WORK REQUIRED: Rewrite the records from the line containing "find the fence" through the end of the records, both ends included and requests kept, with every bounding-box coordinate in the answers shifted up by 64. Leave the pictures out.

RECORDS TO PROCESS:
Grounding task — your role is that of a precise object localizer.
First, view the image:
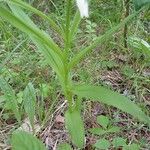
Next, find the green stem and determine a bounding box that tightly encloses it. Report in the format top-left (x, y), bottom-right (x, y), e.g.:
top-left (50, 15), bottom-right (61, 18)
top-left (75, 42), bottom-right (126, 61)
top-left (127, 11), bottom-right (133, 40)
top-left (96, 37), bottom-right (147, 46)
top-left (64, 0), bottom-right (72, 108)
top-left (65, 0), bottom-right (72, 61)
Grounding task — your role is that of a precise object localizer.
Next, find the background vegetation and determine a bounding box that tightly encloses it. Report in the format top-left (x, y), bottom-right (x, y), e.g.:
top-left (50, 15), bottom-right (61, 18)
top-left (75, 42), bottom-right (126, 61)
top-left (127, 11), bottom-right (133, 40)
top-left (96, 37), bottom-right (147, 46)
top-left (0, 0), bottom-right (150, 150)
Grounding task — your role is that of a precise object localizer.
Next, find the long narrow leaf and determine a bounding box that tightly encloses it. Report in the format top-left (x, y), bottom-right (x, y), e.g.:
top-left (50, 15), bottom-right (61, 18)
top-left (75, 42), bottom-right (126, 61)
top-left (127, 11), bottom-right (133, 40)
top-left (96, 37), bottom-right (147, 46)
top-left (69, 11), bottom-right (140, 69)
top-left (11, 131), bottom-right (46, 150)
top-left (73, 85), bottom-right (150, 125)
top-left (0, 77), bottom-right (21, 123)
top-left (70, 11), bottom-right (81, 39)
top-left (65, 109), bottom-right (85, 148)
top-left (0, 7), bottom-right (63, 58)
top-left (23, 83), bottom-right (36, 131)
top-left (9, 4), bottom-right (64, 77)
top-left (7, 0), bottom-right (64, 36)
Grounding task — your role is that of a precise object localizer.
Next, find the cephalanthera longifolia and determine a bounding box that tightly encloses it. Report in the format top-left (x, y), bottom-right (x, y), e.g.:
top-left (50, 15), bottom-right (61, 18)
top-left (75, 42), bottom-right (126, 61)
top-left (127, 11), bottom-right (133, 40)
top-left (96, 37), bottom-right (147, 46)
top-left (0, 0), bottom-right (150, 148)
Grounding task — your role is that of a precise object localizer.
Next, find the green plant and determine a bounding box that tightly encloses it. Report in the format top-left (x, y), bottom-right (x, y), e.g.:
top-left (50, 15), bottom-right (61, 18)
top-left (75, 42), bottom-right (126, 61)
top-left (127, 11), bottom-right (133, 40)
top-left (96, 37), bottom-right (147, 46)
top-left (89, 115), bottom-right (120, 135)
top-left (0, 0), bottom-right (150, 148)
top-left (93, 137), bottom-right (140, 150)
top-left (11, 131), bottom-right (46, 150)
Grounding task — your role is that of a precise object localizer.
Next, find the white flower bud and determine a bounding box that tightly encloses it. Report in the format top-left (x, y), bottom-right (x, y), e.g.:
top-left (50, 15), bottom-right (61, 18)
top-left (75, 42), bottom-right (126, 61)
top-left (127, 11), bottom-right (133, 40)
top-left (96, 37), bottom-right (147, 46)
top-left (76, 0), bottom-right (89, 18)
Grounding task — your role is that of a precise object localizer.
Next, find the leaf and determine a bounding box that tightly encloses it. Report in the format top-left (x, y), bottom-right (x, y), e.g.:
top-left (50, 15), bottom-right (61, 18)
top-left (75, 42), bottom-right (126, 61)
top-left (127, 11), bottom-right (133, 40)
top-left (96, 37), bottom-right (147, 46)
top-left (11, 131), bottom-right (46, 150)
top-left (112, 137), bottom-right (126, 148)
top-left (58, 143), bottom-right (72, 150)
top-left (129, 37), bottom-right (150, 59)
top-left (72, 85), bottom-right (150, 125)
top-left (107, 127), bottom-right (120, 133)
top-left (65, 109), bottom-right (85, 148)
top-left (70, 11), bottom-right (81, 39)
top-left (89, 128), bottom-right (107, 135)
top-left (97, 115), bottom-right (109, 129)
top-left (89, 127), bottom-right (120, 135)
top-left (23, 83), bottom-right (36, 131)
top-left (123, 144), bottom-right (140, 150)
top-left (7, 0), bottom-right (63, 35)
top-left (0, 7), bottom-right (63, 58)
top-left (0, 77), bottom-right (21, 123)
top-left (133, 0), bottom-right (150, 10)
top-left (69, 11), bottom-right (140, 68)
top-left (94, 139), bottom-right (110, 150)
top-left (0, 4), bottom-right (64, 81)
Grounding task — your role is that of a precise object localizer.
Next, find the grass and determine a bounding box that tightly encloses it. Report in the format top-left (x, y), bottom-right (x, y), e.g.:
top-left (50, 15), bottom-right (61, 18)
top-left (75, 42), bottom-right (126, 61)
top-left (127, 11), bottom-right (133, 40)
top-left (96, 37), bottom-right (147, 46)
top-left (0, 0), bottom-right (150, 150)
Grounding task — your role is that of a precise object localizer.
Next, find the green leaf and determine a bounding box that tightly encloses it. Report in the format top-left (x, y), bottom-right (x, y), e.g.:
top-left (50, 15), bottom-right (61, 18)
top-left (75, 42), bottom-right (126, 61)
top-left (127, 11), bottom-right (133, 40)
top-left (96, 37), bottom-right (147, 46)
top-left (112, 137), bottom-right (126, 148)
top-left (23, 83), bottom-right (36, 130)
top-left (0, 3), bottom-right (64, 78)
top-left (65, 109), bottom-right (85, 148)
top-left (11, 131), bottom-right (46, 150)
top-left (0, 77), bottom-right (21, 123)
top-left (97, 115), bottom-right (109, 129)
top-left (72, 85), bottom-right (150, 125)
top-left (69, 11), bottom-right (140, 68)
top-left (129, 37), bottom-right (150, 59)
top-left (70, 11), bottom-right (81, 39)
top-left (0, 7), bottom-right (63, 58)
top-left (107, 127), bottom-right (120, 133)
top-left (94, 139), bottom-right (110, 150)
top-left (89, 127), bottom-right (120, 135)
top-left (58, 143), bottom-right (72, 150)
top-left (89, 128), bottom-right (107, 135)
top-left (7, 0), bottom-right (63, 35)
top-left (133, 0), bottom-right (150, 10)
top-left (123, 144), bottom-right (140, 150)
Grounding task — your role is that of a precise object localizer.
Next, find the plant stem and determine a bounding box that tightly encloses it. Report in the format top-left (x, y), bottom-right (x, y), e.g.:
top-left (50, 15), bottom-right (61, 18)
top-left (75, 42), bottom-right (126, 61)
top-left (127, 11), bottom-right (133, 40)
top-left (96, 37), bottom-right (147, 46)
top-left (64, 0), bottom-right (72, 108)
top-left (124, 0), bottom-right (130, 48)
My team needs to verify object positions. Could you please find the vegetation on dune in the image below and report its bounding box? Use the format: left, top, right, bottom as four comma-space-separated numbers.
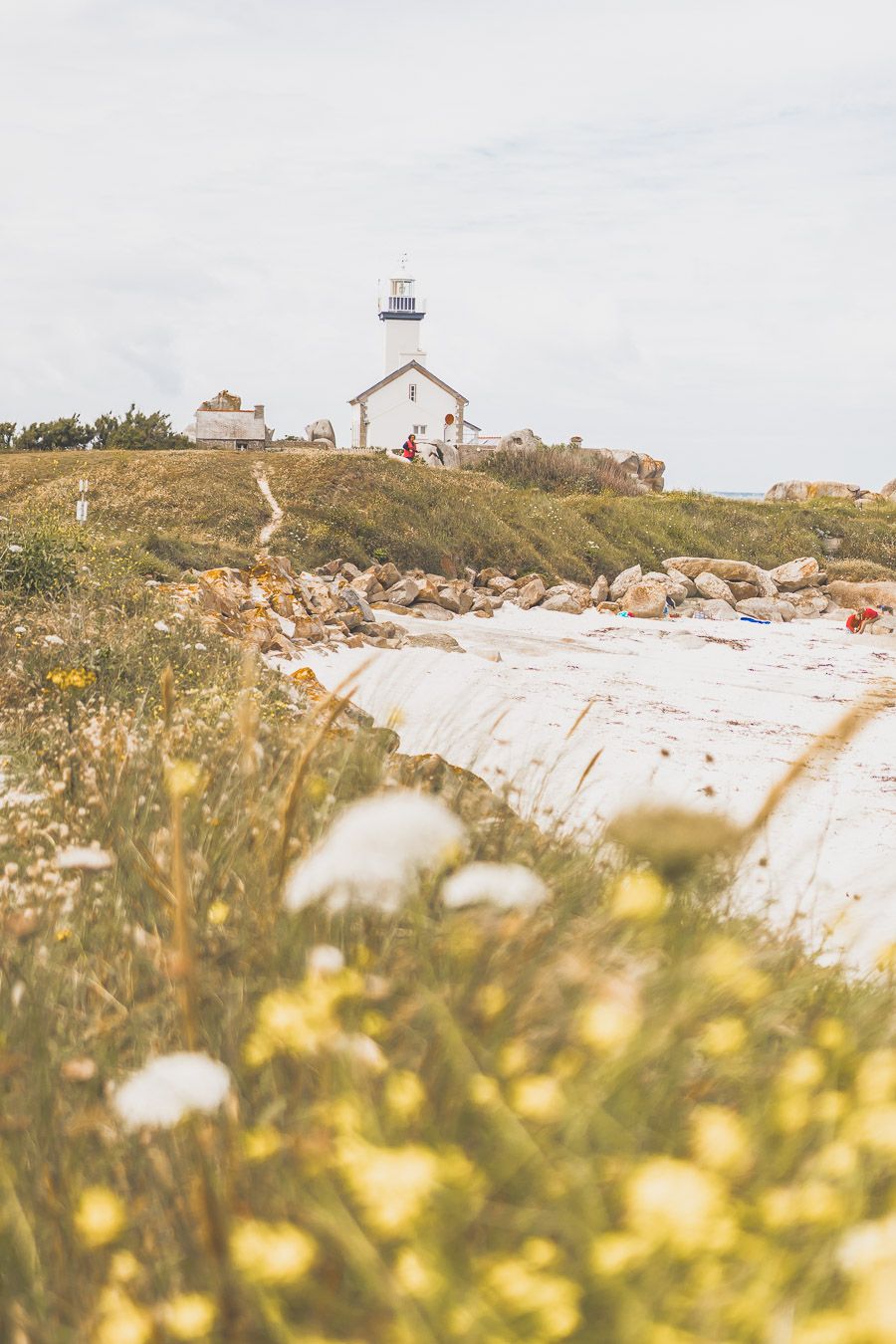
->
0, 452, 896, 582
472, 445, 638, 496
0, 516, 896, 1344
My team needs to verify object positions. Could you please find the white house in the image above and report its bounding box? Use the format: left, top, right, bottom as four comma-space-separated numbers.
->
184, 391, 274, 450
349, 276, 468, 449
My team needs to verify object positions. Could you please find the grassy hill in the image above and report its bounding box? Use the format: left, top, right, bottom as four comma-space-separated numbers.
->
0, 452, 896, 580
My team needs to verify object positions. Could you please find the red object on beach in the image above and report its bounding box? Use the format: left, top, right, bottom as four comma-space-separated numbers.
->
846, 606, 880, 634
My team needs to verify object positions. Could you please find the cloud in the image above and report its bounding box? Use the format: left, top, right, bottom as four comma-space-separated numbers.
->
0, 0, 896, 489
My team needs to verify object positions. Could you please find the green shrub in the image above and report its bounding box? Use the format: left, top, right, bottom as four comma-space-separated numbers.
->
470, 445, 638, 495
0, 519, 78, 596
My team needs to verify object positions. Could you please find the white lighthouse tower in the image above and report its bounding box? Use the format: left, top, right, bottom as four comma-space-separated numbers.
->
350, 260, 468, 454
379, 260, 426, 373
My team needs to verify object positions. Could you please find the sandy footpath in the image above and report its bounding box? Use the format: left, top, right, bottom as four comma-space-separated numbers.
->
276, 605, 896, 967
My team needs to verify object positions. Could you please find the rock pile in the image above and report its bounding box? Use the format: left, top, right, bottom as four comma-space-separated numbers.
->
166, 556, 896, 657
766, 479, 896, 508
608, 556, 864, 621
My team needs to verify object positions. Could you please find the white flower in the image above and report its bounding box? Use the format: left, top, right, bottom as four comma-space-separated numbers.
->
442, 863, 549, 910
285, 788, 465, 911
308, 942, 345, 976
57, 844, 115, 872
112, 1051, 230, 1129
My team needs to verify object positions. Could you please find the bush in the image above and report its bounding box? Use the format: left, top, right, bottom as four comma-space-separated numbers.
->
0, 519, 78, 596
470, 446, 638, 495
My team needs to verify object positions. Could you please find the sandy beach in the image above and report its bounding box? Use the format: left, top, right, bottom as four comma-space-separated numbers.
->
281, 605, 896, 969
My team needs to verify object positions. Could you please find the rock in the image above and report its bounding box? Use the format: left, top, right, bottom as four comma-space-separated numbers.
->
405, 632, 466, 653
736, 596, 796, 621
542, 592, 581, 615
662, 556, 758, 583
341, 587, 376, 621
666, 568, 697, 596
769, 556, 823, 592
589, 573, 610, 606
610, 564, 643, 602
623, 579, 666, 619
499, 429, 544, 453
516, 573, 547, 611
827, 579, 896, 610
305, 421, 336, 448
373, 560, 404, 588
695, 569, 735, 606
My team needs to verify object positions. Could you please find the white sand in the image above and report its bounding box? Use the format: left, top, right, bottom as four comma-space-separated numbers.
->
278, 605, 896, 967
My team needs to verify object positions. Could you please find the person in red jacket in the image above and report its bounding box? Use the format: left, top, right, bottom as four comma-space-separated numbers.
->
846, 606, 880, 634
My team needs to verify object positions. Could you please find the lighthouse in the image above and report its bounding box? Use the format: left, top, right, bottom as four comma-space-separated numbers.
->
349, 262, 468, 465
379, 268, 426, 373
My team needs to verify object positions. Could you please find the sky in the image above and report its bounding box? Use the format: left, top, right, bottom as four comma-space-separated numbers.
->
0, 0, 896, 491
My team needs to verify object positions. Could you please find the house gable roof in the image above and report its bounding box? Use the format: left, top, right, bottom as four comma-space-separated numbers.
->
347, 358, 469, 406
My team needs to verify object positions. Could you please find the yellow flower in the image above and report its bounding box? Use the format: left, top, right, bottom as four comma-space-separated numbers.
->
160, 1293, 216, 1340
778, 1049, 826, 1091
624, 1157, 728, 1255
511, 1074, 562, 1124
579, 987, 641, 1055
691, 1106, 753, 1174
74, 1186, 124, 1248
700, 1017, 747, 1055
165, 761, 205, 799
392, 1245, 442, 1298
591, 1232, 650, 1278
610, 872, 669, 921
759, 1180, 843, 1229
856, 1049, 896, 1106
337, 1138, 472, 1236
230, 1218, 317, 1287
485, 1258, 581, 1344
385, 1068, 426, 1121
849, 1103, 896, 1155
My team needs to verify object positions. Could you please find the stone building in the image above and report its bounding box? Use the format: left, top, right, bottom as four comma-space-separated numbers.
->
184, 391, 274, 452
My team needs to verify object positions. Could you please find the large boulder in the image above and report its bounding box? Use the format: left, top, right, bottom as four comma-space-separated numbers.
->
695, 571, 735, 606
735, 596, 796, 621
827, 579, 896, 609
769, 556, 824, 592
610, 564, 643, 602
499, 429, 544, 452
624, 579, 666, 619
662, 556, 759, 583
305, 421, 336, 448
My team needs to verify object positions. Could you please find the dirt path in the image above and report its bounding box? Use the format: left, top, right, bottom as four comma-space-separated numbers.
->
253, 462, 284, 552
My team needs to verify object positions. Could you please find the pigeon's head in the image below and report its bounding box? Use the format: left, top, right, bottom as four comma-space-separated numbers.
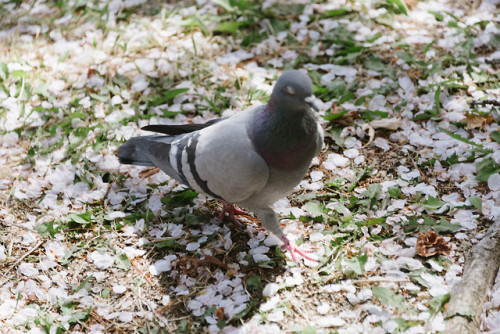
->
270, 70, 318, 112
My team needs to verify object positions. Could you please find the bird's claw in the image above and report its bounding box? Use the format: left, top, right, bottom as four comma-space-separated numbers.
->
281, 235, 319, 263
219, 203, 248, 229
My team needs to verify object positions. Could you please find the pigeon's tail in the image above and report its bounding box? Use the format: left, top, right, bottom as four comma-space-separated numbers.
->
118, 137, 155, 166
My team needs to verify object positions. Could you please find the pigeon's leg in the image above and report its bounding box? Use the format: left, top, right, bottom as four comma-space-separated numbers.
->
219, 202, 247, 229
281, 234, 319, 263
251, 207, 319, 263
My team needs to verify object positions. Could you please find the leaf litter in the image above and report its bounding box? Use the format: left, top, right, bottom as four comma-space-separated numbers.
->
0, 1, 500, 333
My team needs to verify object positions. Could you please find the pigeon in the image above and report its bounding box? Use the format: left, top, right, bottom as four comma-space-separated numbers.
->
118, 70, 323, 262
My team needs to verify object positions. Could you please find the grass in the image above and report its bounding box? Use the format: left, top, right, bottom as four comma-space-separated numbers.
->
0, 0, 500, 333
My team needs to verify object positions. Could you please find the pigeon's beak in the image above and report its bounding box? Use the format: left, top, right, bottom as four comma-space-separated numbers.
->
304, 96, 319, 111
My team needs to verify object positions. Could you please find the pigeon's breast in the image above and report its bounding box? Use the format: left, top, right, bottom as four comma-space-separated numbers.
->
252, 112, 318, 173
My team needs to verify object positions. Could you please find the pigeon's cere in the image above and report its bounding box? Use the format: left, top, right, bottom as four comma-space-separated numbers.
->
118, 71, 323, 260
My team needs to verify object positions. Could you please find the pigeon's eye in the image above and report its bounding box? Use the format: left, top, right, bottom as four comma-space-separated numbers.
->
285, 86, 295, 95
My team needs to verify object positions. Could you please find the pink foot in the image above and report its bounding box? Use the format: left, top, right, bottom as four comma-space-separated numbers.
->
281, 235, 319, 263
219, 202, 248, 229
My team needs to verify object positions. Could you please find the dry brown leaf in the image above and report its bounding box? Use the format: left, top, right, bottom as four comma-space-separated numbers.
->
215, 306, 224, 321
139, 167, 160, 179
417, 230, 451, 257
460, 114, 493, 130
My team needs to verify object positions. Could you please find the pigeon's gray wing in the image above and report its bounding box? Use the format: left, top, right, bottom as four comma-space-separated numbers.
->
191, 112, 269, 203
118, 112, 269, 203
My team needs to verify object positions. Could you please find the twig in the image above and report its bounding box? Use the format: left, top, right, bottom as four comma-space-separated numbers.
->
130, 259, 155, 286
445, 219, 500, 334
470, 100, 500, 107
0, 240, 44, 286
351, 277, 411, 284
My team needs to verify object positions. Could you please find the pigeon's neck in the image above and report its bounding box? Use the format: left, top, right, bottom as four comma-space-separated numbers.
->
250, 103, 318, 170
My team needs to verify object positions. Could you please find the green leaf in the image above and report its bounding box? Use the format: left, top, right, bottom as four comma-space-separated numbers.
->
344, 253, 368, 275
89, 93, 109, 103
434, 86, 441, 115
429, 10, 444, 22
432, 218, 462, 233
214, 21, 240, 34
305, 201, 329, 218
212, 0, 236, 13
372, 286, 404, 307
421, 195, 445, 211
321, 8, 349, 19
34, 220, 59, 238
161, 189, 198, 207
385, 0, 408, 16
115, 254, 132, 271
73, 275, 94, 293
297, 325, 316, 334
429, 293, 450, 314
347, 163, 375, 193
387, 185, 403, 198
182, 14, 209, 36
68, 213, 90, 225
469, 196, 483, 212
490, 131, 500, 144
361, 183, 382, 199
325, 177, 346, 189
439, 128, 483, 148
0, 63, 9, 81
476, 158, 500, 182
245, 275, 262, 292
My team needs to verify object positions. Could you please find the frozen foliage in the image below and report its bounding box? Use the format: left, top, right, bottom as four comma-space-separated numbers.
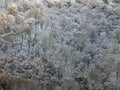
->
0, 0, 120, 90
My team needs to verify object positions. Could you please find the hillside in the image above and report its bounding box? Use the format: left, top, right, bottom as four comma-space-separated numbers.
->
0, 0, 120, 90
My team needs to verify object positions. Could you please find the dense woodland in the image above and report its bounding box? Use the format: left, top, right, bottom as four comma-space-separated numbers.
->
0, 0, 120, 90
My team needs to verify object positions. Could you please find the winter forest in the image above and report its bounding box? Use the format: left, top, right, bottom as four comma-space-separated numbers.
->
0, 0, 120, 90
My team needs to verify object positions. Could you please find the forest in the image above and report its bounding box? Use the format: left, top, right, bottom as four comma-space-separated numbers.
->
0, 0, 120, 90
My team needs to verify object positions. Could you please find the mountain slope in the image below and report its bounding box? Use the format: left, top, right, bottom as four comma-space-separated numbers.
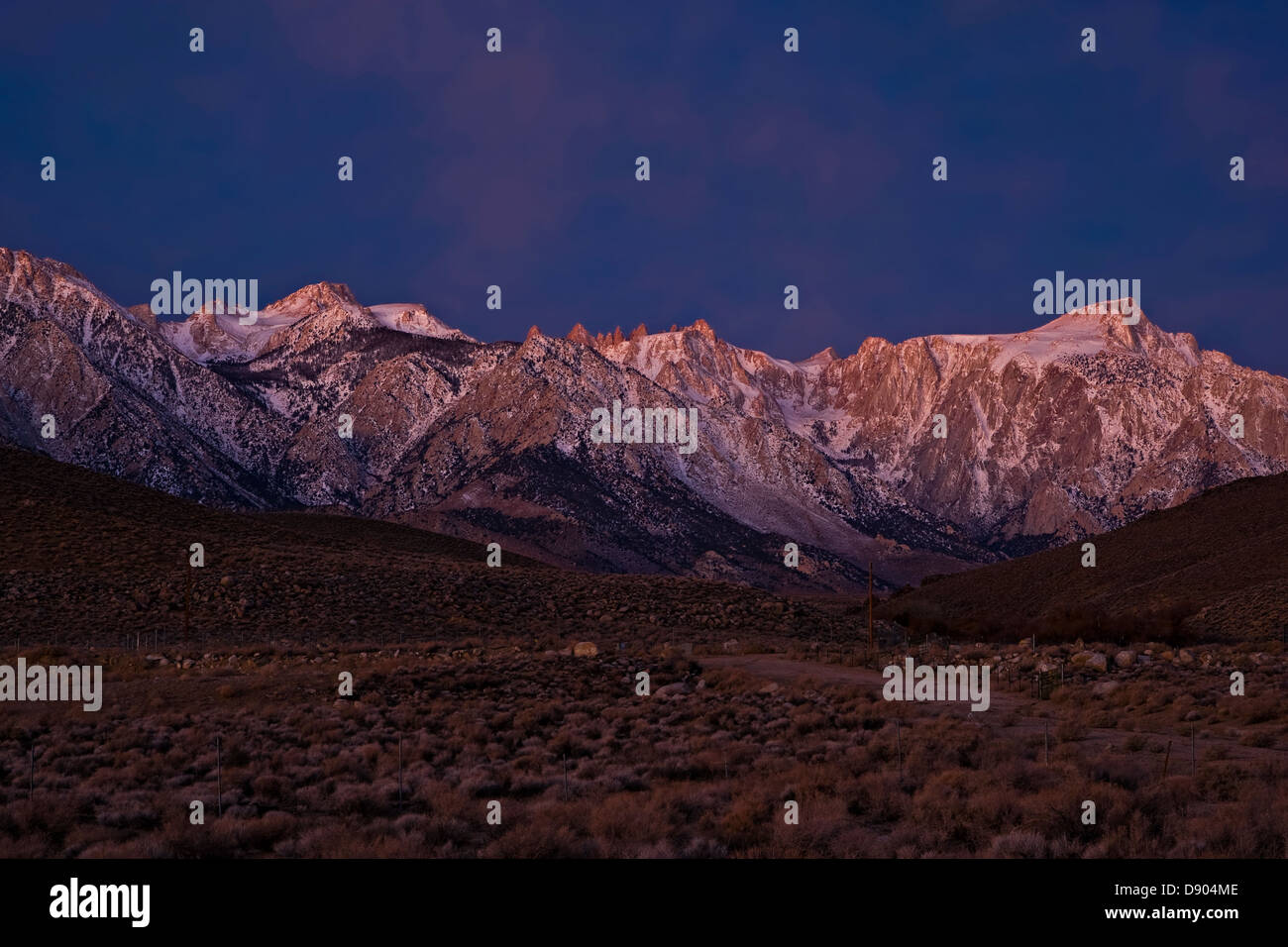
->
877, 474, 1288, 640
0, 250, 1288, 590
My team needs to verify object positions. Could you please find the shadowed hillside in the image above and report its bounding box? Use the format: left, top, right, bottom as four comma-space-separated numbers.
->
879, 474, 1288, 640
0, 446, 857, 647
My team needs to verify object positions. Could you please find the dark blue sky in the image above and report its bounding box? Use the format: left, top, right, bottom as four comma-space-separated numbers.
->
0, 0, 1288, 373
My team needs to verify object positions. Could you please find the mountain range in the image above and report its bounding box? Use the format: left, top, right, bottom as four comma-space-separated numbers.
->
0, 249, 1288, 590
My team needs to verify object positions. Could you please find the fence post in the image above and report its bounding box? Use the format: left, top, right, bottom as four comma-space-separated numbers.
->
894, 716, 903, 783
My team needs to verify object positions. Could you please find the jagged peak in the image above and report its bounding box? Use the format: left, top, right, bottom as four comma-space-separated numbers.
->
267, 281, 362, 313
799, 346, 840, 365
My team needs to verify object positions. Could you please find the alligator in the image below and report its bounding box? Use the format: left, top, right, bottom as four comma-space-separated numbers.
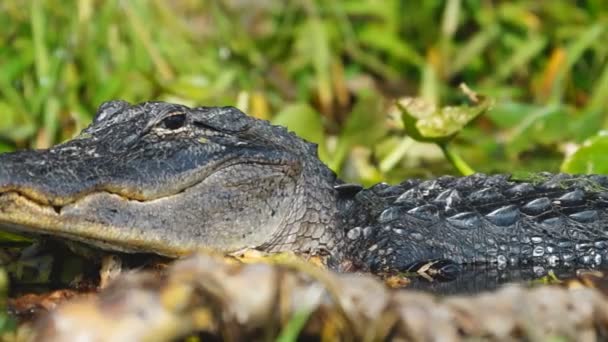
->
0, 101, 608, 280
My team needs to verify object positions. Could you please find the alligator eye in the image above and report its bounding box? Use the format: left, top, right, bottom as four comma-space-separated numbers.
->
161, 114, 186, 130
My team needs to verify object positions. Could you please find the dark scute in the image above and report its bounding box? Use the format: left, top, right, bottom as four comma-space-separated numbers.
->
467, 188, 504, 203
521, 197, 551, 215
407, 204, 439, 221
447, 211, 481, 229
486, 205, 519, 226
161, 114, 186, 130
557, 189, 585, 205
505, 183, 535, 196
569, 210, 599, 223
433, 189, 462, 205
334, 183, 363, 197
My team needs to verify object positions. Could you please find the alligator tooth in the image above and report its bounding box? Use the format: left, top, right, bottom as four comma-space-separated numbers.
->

THE RESULT:
My team needs to verify object positions. Could you please find the fence post in the image above and report its bounding box? Use the format: left, top, right, bottom as four comma-space-separated numbers.
->
958, 780, 967, 847
My team needs to verify object positions. Could you please find the jagged peak in the image above and report its bounding box? Use the format: left, top, right, bottom as four comma-space-separated numbers.
->
331, 345, 426, 377
863, 410, 904, 429
My team needs to verify object positions. Could you please find the alligator in the image below and report its bounding box? Use the format: left, top, right, bottom as four comma-space-separated numbers.
->
64, 165, 672, 344
My team needs to verify object positions. Could you please find the alligator eye in the image above and report its bounding box? Use the format: left, top, right, bottom as four comma-space-separated numbers.
->
225, 178, 250, 194
My team needs to verify object positions. Could you please find the dark scute in the image above and report its bounding box? Use the format: left, top, right, bottom as four comma-space-separated numbers.
->
531, 252, 568, 267
585, 261, 615, 279
471, 268, 503, 285
511, 275, 545, 293
550, 269, 583, 290
225, 178, 250, 194
621, 253, 649, 269
569, 247, 599, 260
633, 274, 663, 287
497, 253, 526, 269
398, 247, 427, 261
My team needs to verify object positions. Could you please find the alligator tooth in the image above and report its bounding box? Use the format: left, top, right, bottom as four comma-space-separated numbers.
->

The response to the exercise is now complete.